----- Given data -----

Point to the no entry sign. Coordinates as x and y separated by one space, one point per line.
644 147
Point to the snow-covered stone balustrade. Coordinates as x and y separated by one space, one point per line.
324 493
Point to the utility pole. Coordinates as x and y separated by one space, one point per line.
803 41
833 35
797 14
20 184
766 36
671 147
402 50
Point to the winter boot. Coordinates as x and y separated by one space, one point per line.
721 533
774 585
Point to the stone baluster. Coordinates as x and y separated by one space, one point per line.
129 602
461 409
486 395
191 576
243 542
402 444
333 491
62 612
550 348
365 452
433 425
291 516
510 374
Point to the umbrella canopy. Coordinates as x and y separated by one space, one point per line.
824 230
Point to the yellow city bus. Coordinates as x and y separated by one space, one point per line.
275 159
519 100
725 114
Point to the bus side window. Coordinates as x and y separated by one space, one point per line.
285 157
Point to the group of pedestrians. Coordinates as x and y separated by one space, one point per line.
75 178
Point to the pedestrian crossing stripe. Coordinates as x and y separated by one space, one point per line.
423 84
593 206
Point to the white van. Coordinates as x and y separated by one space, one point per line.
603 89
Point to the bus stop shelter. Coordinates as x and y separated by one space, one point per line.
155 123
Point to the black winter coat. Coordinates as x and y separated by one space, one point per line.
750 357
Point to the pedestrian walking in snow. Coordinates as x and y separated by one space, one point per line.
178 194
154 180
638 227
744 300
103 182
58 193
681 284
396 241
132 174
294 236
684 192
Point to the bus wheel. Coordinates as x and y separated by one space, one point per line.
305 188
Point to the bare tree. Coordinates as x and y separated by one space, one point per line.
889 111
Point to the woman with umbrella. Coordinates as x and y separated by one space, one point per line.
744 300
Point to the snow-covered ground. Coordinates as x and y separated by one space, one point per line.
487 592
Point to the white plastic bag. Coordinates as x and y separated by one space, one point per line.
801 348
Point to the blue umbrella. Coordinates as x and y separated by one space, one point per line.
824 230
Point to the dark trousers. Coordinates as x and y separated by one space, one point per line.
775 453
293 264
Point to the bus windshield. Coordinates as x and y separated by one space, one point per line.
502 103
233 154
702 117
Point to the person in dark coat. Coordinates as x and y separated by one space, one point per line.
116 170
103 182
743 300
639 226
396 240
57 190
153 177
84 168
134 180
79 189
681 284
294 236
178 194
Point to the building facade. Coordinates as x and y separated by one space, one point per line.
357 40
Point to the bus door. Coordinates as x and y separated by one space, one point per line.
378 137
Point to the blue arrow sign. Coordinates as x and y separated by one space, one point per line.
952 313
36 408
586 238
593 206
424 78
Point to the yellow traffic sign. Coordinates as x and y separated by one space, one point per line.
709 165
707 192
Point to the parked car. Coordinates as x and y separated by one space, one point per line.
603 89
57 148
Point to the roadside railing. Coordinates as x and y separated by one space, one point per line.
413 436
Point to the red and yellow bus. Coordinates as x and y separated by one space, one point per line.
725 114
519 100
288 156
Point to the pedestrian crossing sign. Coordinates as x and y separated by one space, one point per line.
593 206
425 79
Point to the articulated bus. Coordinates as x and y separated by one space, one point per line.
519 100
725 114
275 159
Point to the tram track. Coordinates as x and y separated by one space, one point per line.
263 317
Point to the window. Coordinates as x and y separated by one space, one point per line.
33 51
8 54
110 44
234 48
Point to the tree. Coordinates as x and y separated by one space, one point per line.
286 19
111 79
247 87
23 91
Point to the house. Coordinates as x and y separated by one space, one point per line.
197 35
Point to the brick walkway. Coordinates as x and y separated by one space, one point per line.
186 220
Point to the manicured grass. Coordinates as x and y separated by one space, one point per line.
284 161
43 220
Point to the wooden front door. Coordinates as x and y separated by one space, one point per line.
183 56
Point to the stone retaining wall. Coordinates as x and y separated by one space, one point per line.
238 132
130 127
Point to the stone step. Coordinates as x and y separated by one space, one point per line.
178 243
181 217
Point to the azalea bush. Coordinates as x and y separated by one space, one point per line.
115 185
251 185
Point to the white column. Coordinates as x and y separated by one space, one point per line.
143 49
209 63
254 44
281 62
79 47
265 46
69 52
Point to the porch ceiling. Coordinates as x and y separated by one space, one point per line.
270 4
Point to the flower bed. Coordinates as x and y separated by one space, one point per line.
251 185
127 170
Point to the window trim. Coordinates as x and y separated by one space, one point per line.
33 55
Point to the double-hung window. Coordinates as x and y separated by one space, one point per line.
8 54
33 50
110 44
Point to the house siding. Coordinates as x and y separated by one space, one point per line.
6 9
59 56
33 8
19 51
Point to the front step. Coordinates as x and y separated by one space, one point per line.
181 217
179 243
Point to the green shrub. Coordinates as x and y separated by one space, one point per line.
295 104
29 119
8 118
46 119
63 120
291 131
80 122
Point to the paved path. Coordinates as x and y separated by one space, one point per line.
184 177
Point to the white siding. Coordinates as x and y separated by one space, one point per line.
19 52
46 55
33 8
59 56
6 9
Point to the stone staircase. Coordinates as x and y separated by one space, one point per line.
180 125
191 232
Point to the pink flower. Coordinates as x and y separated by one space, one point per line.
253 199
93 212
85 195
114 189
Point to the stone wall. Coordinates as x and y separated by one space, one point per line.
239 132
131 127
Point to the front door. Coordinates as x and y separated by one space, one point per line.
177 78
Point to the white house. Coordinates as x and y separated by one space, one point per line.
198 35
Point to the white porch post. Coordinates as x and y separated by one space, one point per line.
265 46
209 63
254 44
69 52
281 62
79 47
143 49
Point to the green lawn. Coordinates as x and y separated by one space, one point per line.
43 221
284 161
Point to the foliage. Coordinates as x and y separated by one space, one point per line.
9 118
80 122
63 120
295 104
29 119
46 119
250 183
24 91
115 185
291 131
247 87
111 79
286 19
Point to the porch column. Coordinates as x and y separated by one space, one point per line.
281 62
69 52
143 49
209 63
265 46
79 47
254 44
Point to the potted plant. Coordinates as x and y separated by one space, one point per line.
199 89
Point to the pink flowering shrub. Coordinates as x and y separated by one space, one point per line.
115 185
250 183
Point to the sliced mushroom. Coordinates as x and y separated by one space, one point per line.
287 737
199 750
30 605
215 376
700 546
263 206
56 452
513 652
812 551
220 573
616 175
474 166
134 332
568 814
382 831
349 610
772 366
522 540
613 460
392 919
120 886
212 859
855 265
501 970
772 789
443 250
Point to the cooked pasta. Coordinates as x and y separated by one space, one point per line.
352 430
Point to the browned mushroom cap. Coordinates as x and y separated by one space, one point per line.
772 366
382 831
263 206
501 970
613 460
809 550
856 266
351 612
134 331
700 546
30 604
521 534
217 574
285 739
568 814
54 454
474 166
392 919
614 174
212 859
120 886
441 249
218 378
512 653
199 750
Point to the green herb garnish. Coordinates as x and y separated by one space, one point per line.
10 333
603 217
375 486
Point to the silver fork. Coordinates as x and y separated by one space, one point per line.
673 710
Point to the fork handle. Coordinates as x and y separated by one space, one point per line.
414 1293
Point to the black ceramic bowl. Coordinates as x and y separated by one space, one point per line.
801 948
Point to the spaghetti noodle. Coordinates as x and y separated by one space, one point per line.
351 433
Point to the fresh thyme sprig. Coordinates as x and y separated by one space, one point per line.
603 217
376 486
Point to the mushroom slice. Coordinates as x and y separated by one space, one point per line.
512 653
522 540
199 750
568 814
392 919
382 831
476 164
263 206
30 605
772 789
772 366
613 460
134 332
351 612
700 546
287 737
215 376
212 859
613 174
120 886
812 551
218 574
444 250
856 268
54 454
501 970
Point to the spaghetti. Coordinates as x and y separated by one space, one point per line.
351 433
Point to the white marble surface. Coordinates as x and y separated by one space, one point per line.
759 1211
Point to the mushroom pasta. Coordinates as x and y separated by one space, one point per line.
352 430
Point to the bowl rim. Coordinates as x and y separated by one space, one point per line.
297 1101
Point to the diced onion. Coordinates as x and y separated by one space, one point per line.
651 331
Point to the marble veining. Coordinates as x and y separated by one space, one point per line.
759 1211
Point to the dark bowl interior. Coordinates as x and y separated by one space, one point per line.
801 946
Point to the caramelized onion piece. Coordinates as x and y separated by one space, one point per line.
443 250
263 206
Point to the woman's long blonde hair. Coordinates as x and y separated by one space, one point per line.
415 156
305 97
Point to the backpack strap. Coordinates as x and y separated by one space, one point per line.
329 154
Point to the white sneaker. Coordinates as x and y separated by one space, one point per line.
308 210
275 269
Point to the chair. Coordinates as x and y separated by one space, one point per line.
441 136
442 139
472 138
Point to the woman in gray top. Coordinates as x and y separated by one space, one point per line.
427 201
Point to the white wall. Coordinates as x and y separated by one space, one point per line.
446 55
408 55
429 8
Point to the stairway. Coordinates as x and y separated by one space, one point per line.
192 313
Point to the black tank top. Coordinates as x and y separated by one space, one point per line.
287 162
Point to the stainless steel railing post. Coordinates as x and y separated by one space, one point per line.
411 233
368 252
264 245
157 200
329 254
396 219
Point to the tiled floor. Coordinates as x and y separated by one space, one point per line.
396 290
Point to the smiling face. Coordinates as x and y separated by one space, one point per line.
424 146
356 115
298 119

-----

Please format the lines from the one containing "Point to the stainless" through the last line above, both included, as a JSON list of strings with one string per line, leaving out any blank lines.

### Output of the exercise
[
  "Point to the stainless steel railing post. Coordinates as x and y separated by one space, one point per line.",
  "411 233",
  "368 252",
  "264 245",
  "157 200",
  "329 254",
  "396 219",
  "Point to the tiled floor. Coordinates as x and y separated by one space, one point per line.",
  "396 290",
  "Point to the smiling face. Coordinates as x and y separated by one space, one point per line.",
  "424 146",
  "356 115",
  "298 119"
]